_PROBLEM_
Keeping every character as it is, transcribe the entries below.

***** SOURCE MATERIAL *****

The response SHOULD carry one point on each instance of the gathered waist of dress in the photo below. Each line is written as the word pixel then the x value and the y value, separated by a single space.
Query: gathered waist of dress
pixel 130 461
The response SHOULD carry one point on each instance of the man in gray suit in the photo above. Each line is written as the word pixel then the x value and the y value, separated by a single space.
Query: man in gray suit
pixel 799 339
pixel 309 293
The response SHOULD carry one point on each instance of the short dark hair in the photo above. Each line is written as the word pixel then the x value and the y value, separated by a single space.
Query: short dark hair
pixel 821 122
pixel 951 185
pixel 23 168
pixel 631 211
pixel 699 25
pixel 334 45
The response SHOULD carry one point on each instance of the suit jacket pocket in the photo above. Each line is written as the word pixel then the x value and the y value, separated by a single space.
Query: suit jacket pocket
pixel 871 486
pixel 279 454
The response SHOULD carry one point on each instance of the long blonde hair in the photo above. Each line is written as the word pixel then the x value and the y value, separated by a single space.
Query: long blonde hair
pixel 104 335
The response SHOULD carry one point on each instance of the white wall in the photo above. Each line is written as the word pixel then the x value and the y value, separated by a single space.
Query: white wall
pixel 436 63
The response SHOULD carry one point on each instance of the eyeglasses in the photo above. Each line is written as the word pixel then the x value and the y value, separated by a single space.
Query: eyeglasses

*****

_REPLY_
The response SHOULD carry one point on each instance of the gathered waist of dress in the photo below. Each line is written as the word pixel then the x value and the y value, separated by a single space.
Query: gathered waist of dress
pixel 130 461
The response SHOULD carry one point on each instance of the man in gray suit in the photo above. Each line is written as the word pixel then the x value and the y value, separated by a single space.
Query: man in gray suit
pixel 799 339
pixel 309 293
The response SHOULD carry one point on each instance of the short dark hair in the photo above. Each line is written as the word pixel then the x value and the y value, separated by a single space.
Query: short dark hair
pixel 821 122
pixel 951 185
pixel 23 168
pixel 631 211
pixel 699 25
pixel 334 45
The response SHOULD carry one point on each instance of the suit jacket pocket in the photo above. Each line is written as the word pixel then the x value and the y value, separated by a single space.
Query: suit jacket pocket
pixel 871 486
pixel 279 454
The response SHOULD carry one point on each instance of the long blonde hair in the photo above. Each line is written as the word pixel then the x value and the y value, separated by a single space.
Query: long blonde hair
pixel 104 335
The response SHOULD carry one point on each instance of the white wall in the photo above. Each line is written as the word pixel then the x value and the y value, separated by a single space.
Query: white wall
pixel 436 63
The response SHOULD carry one point on each instance of the eyeglasses in the photo above. Each line is written as the word pixel then the x value and the y value, separated by a single space.
Query: eyeglasses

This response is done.